Not true, of course. But recently, in preparing for the re-issue of my 1992 published first novel, The Light Makers, I’ve come face to face with the exclamation mark, and have witnessed a slight over-use of this writing tool.
As I went through the scanned document, I discovered several little habits that I’d frown on today, especially when teaching fiction. For one thing, I picked up on a habit of flinging adverbs around like emotional hand-grenades. They’re gone now. Cold turkey and all that. Too many, too unnecessary if a verb is already doing the work. But horrors! Next up was the exclamation mark! It was everywhere!!!! There were few encounters between my characters – I exaggerate slightly here – in which it did not pop up, as if to double-underline the intensity in a given interaction.
So, how to perform what I call an Exclamectomy? For most of us, it’s actually a question of becoming more aware of the sound of things, and of the voice in which a phrase is uttered. In any passage of direct speech within a short story, it’s worth going over that dialogue again and again to see just how much you need, or (usually) don’t need to exclaim. In my experience, mostly through teaching, I’ve noticed how frequently we exclaim unnecessarily. Is it an ‘Irish’ thing? I’m not sure. I can’t imagine a Finnish writer exclaiming so much, and a cursory glance at Scandi Noir fiction shows a paucity of this offending item.

* * *

EXERCISE REQUIREMENTS.
a: Quote every sentence in the passage on exclamation marks that ends with an exclamation mark.
b: Resume the passage on exclamation marks after its last sentence and write its next paragraph.
None of the lines that come next are needed for this work.

DATA EXTRACT.
* * *

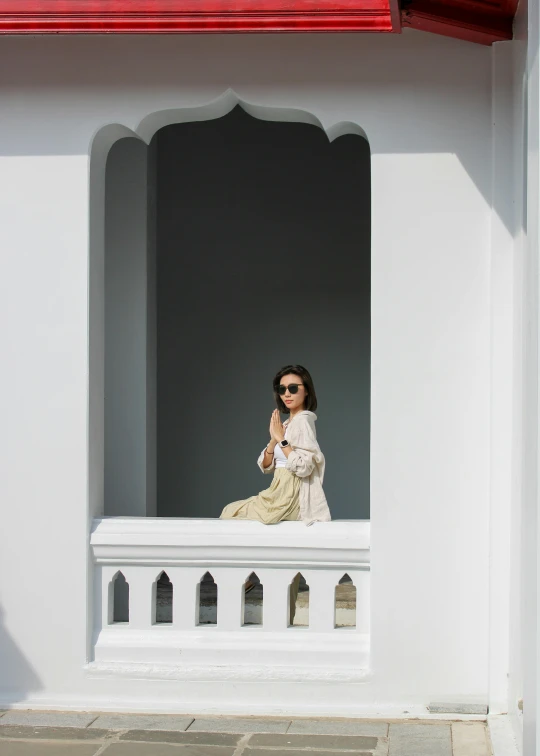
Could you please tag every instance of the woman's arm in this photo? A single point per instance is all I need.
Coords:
(269, 454)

* * *

TASK-BY-TASK ANSWERS.
a:
"But horrors!"
"Next up was the exclamation mark!"
"It was everywhere!!!!"

b:
Regardless of cultural writing tics, a rogue exclamation mark can be damaging to a piece of dialogue, or even to a single word of dialogue. It alters the tone, not to mention the visual look of your writing, sometimes even creating an unintended caricature effect. And while excessive exclaiming is often unconscious, it may also be driven by a need to convey intensity, and an underlying fear that the reader may not get the point. This is understandable, especially in a world which now depends on emoticons to indicate emotion in text-speak and emails, because language apparently isn’t doing the work it ought to. But trust your reader. If words are well-constructed within the line, if there’s an awareness of the interaction of them and the effects of punctuation on your potential reader, all will be well.
Here are some examples of a shift in tone created by the use and then the non-use of the exclamation mark:
‘You must be Hanna Troy!’ she greets me in a whispering voice.
‘You must be Hanna Troy,’ she greets me in a whispering voice.
I think there’s a difference between the first and the second example. After all, if the speaker has a whispering voice, it may be hard to discern an exclamation on her part and in this case there should be no exclamation mark.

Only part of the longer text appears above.